§ **EXERCISE**: Run through the data and copy out every line that mentions the word "counter".

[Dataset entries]
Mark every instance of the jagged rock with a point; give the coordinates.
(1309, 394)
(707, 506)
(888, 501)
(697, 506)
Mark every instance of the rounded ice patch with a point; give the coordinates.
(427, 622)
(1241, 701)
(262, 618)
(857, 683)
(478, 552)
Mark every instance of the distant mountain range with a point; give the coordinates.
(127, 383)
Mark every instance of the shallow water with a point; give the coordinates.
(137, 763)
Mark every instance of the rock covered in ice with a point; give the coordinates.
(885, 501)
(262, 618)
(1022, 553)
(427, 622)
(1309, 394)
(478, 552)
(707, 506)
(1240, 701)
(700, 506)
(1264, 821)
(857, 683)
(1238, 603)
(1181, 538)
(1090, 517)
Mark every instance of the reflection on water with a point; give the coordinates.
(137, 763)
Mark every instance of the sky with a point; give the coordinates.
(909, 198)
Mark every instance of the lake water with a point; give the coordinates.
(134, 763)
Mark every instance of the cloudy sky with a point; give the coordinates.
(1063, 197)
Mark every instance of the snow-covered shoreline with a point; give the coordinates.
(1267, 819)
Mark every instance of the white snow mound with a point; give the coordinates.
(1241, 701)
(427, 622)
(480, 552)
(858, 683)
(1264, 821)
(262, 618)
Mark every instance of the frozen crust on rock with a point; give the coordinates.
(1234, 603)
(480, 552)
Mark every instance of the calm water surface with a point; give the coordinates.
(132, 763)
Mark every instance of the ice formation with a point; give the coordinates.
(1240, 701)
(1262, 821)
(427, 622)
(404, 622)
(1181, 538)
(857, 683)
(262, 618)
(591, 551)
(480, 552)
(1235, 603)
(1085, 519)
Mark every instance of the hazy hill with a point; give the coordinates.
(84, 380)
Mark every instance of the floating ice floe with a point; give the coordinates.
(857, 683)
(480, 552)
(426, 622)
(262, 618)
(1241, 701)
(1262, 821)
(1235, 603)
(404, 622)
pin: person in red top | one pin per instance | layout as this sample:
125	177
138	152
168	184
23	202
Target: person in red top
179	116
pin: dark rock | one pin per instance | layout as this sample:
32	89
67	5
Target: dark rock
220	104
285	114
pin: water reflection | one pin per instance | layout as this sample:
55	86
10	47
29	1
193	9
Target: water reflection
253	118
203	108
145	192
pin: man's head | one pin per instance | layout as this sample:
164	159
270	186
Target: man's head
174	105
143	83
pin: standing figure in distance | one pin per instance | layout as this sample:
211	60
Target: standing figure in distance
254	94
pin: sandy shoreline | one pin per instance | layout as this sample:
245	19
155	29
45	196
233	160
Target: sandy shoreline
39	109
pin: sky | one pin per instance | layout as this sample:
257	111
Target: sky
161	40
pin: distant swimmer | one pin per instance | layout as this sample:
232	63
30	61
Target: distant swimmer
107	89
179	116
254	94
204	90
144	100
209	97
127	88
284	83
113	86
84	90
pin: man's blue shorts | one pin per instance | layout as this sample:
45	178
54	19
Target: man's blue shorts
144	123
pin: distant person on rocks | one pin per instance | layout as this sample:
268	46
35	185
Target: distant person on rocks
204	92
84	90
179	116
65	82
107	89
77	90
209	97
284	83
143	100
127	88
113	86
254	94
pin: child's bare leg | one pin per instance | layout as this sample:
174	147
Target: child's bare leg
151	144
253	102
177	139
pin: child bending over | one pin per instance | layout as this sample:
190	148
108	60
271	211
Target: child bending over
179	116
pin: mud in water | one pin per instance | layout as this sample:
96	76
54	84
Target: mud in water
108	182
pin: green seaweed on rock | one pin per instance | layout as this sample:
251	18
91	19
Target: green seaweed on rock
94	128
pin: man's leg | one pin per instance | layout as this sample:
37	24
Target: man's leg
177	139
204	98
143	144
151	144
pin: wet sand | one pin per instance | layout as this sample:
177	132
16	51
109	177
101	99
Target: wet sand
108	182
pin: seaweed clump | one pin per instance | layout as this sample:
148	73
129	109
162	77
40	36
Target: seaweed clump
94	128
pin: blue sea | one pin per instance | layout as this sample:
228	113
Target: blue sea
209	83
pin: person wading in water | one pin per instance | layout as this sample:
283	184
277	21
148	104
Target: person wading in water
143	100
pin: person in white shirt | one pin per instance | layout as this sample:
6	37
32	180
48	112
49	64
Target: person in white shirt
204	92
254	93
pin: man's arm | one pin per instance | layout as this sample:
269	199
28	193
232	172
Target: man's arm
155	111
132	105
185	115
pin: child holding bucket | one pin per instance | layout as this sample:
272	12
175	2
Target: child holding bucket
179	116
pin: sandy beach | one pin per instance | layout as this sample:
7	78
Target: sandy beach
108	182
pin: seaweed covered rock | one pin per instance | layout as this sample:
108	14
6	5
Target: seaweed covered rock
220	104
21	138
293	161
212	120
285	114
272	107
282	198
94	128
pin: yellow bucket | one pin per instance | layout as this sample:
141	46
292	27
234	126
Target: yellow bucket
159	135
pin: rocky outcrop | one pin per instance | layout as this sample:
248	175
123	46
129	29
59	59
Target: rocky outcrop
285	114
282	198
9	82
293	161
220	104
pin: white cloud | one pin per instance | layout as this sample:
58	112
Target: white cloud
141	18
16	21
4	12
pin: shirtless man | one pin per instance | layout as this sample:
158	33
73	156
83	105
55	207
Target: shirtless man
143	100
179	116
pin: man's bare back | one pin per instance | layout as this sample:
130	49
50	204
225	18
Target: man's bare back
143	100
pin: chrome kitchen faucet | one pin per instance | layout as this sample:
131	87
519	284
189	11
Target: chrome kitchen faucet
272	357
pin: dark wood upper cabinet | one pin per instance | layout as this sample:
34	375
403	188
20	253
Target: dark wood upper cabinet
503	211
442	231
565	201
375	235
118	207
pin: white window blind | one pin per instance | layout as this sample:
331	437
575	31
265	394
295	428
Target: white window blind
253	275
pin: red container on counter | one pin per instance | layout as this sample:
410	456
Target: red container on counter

§ **WORKED SOLUTION**:
pin: red container on counter | one pin per instance | layout as this sample:
Target: red container on counter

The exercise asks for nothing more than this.